What the exercise asks:
Nothing but the lines from the one that contains "Can you see the necklace" through the end of the data should be reproduced, and each must match exactly.

[Records drawn from a dataset]
-*-

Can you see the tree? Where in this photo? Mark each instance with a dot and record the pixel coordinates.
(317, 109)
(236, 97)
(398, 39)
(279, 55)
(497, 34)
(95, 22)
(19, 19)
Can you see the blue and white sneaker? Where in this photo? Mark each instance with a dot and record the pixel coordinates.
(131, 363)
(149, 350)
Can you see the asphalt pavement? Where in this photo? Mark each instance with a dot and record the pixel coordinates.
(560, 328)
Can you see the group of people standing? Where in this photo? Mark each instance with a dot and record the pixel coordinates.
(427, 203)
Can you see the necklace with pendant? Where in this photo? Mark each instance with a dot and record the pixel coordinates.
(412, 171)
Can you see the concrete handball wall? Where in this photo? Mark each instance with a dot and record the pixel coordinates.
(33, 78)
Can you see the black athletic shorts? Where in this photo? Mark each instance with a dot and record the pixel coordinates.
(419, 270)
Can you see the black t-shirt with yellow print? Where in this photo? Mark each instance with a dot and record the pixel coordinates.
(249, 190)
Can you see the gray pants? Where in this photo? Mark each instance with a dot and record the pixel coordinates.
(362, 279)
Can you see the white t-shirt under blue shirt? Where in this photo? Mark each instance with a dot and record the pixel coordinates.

-*-

Written answer:
Can you see the necklace with pendant? Where in this photo? Mark each instance with a dot and record the pixel coordinates.
(412, 171)
Can you see the concrete handball wall? Where in this photo? Mark each instance with a dot and record the pixel coordinates.
(33, 78)
Can you see the black athletic shorts? Where in this photo? Mark each instance with a dot and record the pixel coordinates.
(419, 270)
Can you see the black t-shirt with yellow print? Where in this photo? Mark each instance with a dot and record the pixel coordinates.
(249, 190)
Can you see the gray pants? Where in this photo? Mark each instance with a dot and record the pixel coordinates.
(362, 279)
Can you see the white t-shirt under blue shirt? Where in this photo? Mark each instance with a dot and record the pixel coordinates.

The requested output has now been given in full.